Problem statement: Could you put all of the material below into a numbered list, one line per number, with blank lines left out?

Data listing:
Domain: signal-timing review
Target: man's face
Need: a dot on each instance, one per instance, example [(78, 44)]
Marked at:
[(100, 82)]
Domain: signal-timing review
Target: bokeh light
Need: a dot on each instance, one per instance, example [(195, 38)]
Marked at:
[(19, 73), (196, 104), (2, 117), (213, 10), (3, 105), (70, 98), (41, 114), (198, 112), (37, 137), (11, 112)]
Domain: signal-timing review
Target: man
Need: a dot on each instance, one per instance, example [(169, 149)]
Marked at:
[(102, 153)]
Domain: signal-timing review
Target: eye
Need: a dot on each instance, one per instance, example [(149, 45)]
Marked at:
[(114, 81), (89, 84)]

Task result:
1. Domain: signal-timing review
2. Target: man's face
3. Need: a dot on each instance, one per instance, example [(78, 44)]
4. Marked at:
5. [(100, 82)]
6. Domain: signal-timing review
7. Target: bokeh light
8. Need: a dot on each instance, one per instance, example [(195, 38)]
9. Marked at:
10. [(19, 73), (196, 104), (2, 117), (213, 10), (3, 105), (70, 98), (41, 114), (198, 112), (37, 137), (11, 112)]
11. Domain: signal-timing review
12. Target: man
13. Need: a dot on each instance, one per instance, example [(169, 149)]
14. Marked at:
15. [(102, 153)]
16. Domain: signal-timing review
17. Target: eye
18. Need: a dot on each instance, one per instance, example [(149, 45)]
19. Marked at:
20. [(114, 81), (89, 84)]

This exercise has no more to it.